Stored data entries:
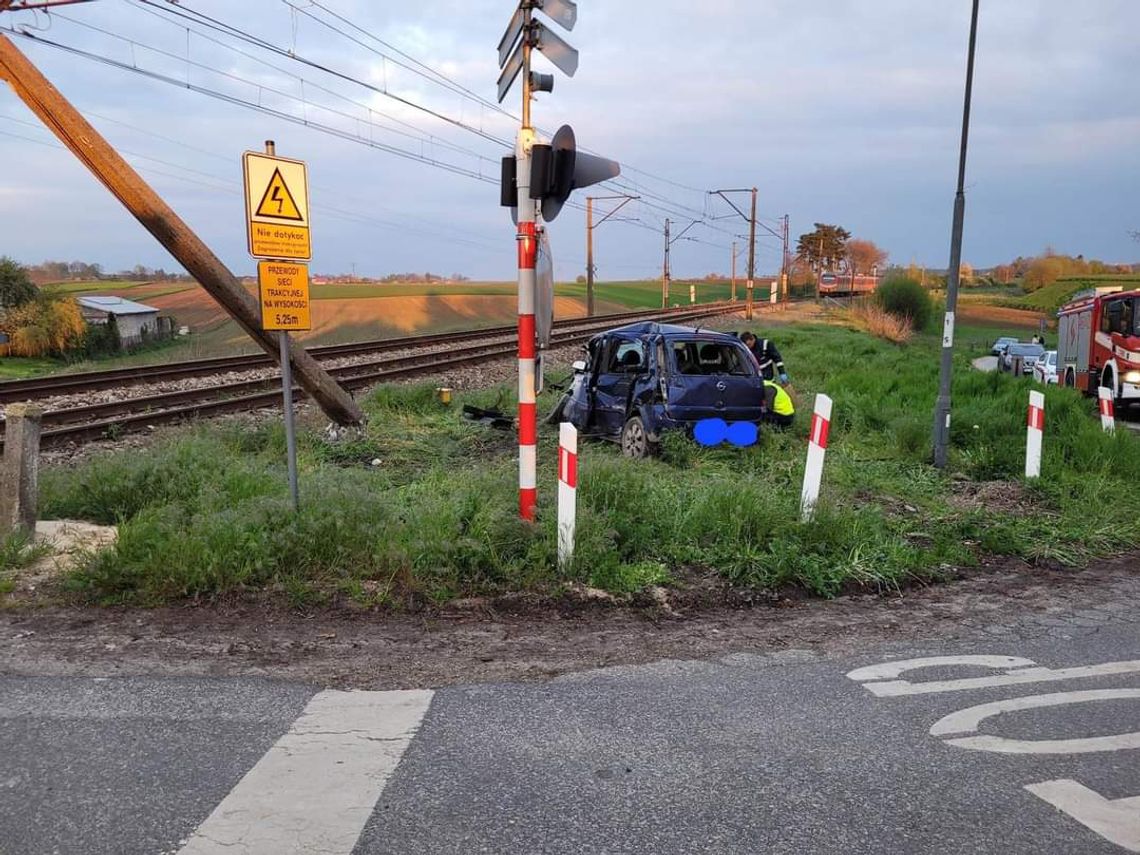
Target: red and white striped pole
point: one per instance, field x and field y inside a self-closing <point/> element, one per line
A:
<point x="1107" y="409"/>
<point x="1035" y="431"/>
<point x="528" y="251"/>
<point x="816" y="448"/>
<point x="568" y="490"/>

_Goal of the exercise:_ Pictures stay out of the copy; please restate every record above exactly.

_Written answer:_
Target: red and white striped pole
point: one per instance, field x and field y inside a self-closing <point/> element, one per line
A:
<point x="1107" y="409"/>
<point x="1035" y="431"/>
<point x="528" y="251"/>
<point x="816" y="448"/>
<point x="568" y="490"/>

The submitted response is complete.